El martes próximo se cumplen 200 años de los acontecimientos de Mayo de 1810. No queremos ocuparnos hoy de lo ocurrido entonces, pero quizá resulte interesante medir las diferencias que hay entre el primer centenario de la Revolución de Mayo y el segundo. Y deducir algunas consecuencias de ese cotejo.
El lapso transcurrido entre una conmemoración y otra puede ser definido como el de “las ilusiones perdidas”. Aunque puede haber un dejo melancólico en tal titulación, no deja de ser bueno que se haya producido esa pérdida: los pueblos no se articulan como proyecto en marcha, como un trabajo en progreso, si no se apean de las figuraciones tontas y pisan el duro suelo de la realidad.
Las celebraciones de 1910 estuvieron marcadas por la visita de la infanta Isabel de España, que venía a cerrar la herida de la separación de la Madre Patria, determinada por el proceso independentista; por una oleada de festejos que tiraron la casa por la ventana y por una retórica henchida de una vana autosuficiencia: Argentina era “el granero del mundo”, esta era la tierra ubérrima de las mieses y las vacas, y la fortuna sonreía a la nación que “no había sido atada al carro de ningún vencedor de la Tierra”.

§ **DATOS PROPORCIONADOS**
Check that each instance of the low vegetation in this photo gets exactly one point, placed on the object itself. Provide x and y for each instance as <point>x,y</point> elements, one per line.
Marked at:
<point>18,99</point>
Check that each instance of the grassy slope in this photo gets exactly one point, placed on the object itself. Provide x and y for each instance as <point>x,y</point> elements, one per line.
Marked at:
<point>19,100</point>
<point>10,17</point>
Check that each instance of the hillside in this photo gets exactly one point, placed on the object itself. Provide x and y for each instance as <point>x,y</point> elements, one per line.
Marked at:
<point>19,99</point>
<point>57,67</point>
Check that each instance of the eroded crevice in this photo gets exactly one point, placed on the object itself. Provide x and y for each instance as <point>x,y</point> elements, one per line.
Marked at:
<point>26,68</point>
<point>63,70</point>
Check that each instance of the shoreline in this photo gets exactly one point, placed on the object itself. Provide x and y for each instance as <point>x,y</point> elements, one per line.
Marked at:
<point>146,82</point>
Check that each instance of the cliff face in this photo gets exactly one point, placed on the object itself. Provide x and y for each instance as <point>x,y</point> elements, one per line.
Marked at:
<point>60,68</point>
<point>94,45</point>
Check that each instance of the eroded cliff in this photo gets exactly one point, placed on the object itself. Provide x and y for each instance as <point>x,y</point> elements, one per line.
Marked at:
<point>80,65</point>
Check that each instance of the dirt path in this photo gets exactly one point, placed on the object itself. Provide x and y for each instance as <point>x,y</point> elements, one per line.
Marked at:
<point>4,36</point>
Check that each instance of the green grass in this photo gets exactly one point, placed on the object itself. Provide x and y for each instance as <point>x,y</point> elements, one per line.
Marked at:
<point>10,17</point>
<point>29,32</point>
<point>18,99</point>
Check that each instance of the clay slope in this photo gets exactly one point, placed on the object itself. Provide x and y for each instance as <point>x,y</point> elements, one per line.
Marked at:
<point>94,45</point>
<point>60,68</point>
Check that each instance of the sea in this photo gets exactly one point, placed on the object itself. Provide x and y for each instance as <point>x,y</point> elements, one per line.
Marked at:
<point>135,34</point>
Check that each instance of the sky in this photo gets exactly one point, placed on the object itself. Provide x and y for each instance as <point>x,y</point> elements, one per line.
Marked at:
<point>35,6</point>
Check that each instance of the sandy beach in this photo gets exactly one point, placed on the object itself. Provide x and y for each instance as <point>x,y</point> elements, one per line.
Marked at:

§ **LO QUE SE PIDE**
Devuelve, tal cual aparece, el pasaje del texto sobre los centenarios de la Revolución de Mayo que va desde "El lapso transcurrido" hasta "de la realidad.". Los registros no cumplen ninguna función aquí.

§ **SOLUCIÓN**
El lapso transcurrido entre una conmemoración y otra puede ser definido como el de “las ilusiones perdidas”. Aunque puede haber un dejo melancólico en tal titulación, no deja de ser bueno que se haya producido esa pérdida: los pueblos no se articulan como proyecto en marcha, como un trabajo en progreso, si no se apean de las figuraciones tontas y pisan el duro suelo de la realidad.